*Given instruction*
Rewrite the cheeseburger pie text between "Just as the" and "hot oven floor.", inclusive, replacing "ground beef" with "ground turkey".

Last night for dinner, we had ‘Impossibly Easy Cheeseburger Pie’ – which would have been impossibly easy to prepare had I not flipped the dish upside down into the oven.
Just as the oven timer beeped, my husband’s gastrointestinal juices gearing up, I gripped the glass pie plate on either side with my ove-gloved hands and proceeded to do a spastic ground beef ballet. Time slowed down as it only can during inevitable and unavoidable catastrophe. I watched helplessly as the plate tilted at an ever-alarmingly steep angle and poured the eggy, cheesy, beefy crumbles down into the multifaceted cavity between the open oven door and hot oven floor.

*Stored records*
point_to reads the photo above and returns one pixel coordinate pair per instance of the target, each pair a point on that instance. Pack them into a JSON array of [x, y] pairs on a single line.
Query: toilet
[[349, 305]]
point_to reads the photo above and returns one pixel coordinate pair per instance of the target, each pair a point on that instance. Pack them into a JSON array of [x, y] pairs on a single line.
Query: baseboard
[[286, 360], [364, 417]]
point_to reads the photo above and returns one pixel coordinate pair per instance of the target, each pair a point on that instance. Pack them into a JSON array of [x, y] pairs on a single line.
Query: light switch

==

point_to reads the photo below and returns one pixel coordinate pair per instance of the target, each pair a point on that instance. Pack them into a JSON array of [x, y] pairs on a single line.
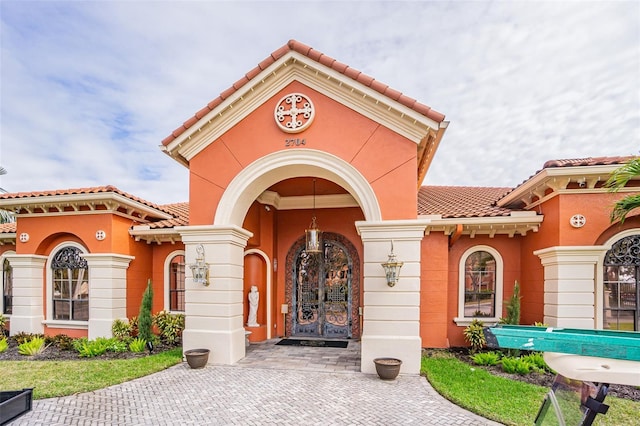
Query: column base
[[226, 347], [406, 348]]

==

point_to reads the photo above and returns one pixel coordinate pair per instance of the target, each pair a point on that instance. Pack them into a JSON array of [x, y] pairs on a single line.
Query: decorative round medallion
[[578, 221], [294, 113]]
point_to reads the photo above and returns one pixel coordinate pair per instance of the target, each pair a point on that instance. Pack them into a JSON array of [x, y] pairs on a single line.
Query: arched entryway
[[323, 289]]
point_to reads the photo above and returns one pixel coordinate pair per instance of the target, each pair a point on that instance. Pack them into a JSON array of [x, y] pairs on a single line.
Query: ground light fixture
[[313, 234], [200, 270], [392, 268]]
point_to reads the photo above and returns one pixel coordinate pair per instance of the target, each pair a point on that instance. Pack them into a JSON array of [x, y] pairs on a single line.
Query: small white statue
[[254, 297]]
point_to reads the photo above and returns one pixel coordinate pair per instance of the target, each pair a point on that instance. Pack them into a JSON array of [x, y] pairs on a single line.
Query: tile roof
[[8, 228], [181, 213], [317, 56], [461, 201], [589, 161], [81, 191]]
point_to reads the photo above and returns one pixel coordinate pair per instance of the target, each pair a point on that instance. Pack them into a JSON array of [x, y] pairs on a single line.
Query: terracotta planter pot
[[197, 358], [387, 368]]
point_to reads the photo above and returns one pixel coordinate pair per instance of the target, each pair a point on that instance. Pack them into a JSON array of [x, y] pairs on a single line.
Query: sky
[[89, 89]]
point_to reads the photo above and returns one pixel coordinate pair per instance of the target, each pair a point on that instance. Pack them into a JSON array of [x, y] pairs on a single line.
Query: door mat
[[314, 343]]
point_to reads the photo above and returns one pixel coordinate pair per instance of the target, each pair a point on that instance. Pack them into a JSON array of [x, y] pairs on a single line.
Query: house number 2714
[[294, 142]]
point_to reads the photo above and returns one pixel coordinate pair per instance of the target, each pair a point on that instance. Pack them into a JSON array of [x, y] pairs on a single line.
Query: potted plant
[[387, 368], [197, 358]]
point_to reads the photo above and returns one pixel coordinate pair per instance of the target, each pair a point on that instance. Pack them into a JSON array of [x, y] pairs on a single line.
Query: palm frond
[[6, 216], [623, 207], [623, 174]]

*Solved problem*
Just as the oven timer beeped, my husband’s gastrointestinal juices gearing up, I gripped the glass pie plate on either side with my ove-gloved hands and proceeded to do a spastic ground turkey ballet. Time slowed down as it only can during inevitable and unavoidable catastrophe. I watched helplessly as the plate tilted at an ever-alarmingly steep angle and poured the eggy, cheesy, beefy crumbles down into the multifaceted cavity between the open oven door and hot oven floor.